Please count the lines in the entries below that include the word "roof", and give only the number.

Region pointing data:
+ + +

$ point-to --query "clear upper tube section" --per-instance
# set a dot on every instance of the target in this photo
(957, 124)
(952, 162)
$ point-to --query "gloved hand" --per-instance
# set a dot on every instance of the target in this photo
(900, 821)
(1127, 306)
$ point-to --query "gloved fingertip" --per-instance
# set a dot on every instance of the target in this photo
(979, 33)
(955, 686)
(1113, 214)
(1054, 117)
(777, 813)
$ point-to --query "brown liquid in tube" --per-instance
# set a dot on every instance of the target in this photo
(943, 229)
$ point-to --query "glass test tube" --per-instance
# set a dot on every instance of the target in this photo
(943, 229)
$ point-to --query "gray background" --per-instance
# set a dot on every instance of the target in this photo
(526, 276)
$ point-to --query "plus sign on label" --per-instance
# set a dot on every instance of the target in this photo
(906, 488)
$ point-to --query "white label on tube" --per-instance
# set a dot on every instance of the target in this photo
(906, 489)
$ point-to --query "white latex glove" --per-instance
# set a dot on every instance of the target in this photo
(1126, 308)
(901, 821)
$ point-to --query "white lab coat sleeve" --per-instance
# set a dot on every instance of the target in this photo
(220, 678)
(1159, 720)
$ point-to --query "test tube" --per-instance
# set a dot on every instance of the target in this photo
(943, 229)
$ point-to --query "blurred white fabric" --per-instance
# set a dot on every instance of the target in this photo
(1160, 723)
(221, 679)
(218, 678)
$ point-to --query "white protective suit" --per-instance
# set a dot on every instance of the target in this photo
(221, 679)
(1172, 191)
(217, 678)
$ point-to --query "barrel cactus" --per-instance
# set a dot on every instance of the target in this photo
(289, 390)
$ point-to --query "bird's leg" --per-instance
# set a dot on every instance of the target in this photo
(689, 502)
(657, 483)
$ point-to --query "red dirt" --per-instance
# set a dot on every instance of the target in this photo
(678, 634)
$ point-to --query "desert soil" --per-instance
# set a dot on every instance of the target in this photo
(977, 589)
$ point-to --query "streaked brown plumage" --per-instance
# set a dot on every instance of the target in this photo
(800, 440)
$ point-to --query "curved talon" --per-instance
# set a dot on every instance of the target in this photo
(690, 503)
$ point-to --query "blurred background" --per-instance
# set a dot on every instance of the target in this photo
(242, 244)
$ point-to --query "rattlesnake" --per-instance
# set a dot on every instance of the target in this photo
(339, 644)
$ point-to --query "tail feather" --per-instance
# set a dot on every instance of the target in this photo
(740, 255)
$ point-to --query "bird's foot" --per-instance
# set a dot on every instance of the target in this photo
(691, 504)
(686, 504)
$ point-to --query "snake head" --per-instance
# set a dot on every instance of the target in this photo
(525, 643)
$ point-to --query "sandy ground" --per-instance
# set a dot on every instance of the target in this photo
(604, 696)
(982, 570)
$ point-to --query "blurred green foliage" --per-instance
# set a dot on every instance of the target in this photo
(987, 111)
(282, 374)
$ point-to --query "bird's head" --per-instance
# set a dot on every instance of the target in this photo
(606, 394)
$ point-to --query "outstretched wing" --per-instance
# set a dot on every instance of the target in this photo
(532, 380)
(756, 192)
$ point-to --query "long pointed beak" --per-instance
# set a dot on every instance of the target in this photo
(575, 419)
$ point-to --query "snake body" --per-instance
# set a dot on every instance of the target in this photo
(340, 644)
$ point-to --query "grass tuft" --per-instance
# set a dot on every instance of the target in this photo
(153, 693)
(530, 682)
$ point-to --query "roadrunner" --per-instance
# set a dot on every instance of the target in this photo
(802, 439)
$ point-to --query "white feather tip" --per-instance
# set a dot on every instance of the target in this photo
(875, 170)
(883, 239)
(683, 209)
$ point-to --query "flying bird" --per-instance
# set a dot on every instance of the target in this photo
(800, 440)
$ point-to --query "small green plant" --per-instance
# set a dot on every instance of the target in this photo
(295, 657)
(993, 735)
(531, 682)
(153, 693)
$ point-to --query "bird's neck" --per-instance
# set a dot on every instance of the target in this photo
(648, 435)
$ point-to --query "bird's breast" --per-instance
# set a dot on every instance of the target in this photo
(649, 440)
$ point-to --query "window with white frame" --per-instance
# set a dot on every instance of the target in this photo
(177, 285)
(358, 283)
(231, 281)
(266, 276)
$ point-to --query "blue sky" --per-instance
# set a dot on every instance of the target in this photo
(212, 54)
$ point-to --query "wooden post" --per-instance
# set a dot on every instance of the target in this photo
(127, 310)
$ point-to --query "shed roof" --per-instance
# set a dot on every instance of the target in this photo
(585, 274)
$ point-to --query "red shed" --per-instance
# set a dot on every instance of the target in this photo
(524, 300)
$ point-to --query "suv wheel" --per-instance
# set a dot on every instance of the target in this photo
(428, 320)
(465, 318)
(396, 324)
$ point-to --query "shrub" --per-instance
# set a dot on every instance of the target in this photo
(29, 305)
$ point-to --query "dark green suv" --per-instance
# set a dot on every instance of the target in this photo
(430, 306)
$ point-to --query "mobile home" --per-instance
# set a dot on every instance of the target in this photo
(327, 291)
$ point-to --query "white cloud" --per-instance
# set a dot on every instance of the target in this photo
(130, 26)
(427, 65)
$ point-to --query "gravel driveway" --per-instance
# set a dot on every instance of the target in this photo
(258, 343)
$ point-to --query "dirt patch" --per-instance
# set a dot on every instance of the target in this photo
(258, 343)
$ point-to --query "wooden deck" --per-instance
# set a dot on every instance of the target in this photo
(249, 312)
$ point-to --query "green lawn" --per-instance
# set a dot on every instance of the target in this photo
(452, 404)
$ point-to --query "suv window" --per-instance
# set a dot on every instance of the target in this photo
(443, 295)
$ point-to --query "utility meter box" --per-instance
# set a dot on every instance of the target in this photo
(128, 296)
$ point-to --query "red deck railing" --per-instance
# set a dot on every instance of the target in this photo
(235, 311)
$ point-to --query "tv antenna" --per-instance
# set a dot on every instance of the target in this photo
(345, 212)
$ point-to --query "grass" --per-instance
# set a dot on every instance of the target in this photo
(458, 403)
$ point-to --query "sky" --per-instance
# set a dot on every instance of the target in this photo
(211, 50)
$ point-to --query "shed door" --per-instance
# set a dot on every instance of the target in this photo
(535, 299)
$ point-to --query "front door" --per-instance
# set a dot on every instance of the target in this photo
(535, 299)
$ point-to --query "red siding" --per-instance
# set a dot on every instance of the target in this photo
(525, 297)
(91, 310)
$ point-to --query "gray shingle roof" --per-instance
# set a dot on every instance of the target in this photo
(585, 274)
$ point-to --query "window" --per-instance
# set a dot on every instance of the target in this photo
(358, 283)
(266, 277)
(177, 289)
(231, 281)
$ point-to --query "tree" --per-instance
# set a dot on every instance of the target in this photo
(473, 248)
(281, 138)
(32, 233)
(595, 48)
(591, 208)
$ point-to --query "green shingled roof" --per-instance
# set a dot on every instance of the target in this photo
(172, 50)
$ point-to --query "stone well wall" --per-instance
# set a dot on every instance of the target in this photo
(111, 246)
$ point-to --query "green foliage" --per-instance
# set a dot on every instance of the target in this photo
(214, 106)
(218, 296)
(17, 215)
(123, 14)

+ + +

## Task response
3